Rewrite the lines below with "beach shoreline" replaced by "sandy coastline", leaving everything else unchanged. Leave the pictures out.
^^^^
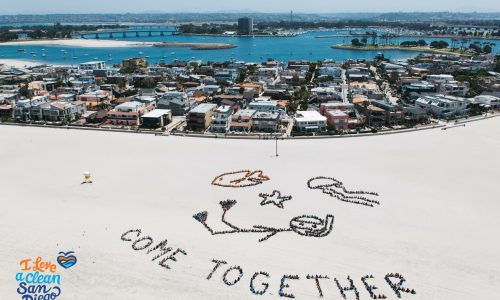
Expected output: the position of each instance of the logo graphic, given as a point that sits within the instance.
(66, 259)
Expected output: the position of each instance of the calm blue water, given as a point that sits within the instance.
(249, 49)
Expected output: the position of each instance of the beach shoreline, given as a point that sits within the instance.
(97, 220)
(94, 43)
(19, 63)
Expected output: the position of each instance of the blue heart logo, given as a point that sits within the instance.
(66, 259)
^^^^
Correct response ▸
Expected output: the position of each instance of the logo graphic, given as a point that sits within the instance.
(66, 259)
Expected output: the position of each instance of the calm blue water, given as a point that sits within the instance.
(249, 49)
Expected output: the position of each instance of the sandy coastline, given as a point that sits within the instance.
(97, 220)
(94, 43)
(19, 63)
Expected output: the position of each instance of the blue heart logo, given as a point that sits within the instance.
(66, 259)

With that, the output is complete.